TASK TO CARRY OUT> Extract exactly the range of lines bounded by the line containing "Target: green vegetable" and the final line of the listing, both ends included, and no other lines.
↓↓↓
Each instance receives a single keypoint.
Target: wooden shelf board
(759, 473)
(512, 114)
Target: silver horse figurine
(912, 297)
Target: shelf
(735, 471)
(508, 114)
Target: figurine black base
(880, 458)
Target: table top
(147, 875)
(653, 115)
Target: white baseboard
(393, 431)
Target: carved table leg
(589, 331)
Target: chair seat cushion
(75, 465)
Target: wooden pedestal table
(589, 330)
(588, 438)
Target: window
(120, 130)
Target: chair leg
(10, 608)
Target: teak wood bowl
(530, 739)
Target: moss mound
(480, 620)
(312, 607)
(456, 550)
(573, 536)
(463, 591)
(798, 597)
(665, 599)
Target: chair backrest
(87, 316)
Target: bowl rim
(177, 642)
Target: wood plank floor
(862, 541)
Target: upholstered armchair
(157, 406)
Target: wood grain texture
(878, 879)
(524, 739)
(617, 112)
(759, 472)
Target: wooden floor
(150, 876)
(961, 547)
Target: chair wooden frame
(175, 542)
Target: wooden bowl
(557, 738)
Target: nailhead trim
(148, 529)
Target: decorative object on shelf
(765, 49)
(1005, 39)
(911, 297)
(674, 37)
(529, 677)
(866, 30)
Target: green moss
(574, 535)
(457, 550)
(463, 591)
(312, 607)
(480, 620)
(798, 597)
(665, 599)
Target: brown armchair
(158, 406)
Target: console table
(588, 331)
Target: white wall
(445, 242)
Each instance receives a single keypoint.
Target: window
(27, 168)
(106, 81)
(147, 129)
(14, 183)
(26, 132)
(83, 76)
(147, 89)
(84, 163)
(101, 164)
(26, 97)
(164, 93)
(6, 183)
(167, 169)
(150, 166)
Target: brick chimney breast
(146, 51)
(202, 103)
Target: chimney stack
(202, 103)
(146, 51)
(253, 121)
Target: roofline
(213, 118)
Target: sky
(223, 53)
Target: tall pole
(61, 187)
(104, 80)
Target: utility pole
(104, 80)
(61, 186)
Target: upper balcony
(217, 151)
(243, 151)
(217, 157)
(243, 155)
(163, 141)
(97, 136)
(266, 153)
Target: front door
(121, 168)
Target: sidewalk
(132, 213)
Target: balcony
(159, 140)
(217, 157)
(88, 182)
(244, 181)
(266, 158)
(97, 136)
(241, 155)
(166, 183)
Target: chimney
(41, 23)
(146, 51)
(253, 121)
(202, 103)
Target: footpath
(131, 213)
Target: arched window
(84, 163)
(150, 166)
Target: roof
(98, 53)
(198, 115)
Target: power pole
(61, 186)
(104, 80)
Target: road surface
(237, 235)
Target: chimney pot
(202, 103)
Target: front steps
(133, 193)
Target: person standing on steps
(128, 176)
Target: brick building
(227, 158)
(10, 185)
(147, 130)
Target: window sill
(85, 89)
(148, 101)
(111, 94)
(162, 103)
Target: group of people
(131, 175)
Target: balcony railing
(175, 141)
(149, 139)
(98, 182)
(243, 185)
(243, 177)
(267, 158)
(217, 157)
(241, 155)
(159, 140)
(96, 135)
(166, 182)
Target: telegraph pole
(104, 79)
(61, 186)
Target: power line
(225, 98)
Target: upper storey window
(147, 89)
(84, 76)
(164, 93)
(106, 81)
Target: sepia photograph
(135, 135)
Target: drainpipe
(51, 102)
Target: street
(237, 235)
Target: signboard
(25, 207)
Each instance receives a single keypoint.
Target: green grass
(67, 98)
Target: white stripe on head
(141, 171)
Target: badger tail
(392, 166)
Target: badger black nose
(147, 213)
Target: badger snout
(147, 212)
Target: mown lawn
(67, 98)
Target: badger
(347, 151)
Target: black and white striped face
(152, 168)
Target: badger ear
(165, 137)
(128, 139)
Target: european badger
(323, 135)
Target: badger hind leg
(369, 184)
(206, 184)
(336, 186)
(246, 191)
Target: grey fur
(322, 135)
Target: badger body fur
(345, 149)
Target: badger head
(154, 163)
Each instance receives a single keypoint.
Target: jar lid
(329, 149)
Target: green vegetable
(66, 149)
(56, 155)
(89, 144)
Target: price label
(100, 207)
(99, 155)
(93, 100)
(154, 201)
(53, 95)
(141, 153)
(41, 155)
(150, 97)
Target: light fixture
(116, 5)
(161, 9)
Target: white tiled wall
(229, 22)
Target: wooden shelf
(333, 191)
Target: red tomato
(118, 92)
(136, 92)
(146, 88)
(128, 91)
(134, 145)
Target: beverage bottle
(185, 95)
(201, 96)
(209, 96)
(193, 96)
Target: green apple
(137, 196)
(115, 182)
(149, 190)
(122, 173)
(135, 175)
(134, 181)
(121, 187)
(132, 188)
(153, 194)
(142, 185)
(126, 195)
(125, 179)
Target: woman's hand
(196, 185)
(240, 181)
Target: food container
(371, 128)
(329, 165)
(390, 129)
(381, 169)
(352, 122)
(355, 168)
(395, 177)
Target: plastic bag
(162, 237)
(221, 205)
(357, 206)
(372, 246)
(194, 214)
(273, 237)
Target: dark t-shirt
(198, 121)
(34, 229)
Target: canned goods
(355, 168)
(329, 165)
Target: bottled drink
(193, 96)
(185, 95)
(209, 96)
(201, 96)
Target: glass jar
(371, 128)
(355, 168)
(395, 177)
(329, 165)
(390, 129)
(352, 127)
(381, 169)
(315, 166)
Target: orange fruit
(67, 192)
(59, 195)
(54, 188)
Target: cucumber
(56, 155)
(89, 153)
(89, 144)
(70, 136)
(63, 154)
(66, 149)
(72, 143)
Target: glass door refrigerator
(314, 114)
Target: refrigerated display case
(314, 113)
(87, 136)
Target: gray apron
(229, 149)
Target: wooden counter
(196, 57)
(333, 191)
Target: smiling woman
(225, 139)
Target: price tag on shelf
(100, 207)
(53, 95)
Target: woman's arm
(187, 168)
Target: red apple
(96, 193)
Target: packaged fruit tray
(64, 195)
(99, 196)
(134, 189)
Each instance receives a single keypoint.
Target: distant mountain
↑↑↑
WRITTEN SOLUTION>
Target: green vegetable
(66, 149)
(56, 155)
(89, 144)
Target: price label
(100, 207)
(99, 155)
(93, 100)
(154, 201)
(53, 95)
(141, 153)
(41, 155)
(150, 97)
Target: light fixture
(116, 5)
(161, 9)
Target: white tiled wall
(229, 22)
Target: wooden shelf
(333, 191)
Target: red tomato
(118, 92)
(136, 92)
(146, 88)
(128, 91)
(134, 145)
Target: beverage bottle
(185, 95)
(201, 96)
(209, 96)
(193, 96)
Target: green apple
(137, 196)
(115, 182)
(149, 190)
(122, 173)
(135, 175)
(134, 181)
(121, 187)
(132, 188)
(153, 194)
(142, 185)
(126, 195)
(125, 179)
Target: woman's hand
(196, 185)
(240, 181)
Target: food container
(371, 128)
(329, 165)
(390, 129)
(381, 169)
(352, 122)
(355, 168)
(395, 177)
Target: plastic bag
(162, 237)
(221, 205)
(357, 206)
(372, 246)
(194, 214)
(273, 237)
Target: dark t-shirt
(198, 121)
(34, 229)
Target: canned goods
(355, 168)
(329, 165)
Target: bottled drink
(193, 96)
(185, 95)
(209, 96)
(201, 96)
Target: glass jar
(371, 128)
(355, 168)
(395, 177)
(329, 165)
(390, 129)
(352, 127)
(381, 169)
(315, 166)
Target: orange fruit
(67, 192)
(59, 195)
(54, 188)
Target: cucumber
(56, 155)
(89, 153)
(89, 144)
(70, 136)
(63, 154)
(66, 149)
(72, 143)
Target: glass door refrigerator
(314, 114)
Target: refrigerated display case
(314, 113)
(87, 136)
Target: gray apron
(229, 149)
Target: wooden counter
(196, 57)
(333, 191)
Target: smiling woman
(225, 139)
Target: price tag on shelf
(100, 207)
(53, 95)
Target: woman's arm
(187, 168)
Target: red apple
(96, 193)
Target: packaged fruit tray
(64, 195)
(99, 196)
(134, 189)
Each instance receives a single keypoint.
Target: distant mountain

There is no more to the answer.